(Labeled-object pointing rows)
>> Begin
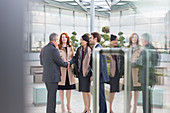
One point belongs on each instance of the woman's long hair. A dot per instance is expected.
(68, 41)
(130, 39)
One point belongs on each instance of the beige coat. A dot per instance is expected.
(135, 71)
(66, 57)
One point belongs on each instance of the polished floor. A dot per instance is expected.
(77, 102)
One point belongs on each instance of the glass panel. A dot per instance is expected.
(37, 42)
(38, 28)
(67, 29)
(65, 16)
(52, 15)
(80, 19)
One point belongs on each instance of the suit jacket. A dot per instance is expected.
(66, 56)
(51, 60)
(103, 67)
(141, 64)
(87, 65)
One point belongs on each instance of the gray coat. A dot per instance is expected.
(141, 64)
(51, 60)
>> End
WHAT YOU WILL DO> Rewrite the rows above, substituting "mark" for every "dot" and keeping everything else the same. Leave out the pictures.

SOLUTION FOR THIS EXERCISE>
One point belongs on each instance of the woman's long hair. A mark per instance is expected.
(68, 41)
(130, 39)
One point belongs on each instance of the beige coat. A mark per instance is expected.
(135, 71)
(66, 57)
One point belongs on each instance of the polished floor. A mark per instance is expected.
(77, 102)
One point belongs on each instance of the glass panel. A mark per instance is expected.
(37, 42)
(38, 28)
(67, 29)
(65, 16)
(52, 15)
(80, 19)
One point belongs on each instance of the suit jacket. A mark per instance is expected.
(66, 56)
(51, 60)
(103, 67)
(141, 64)
(87, 65)
One point belongs on each instance of the gray coat. A mark per instance is expected.
(141, 64)
(51, 60)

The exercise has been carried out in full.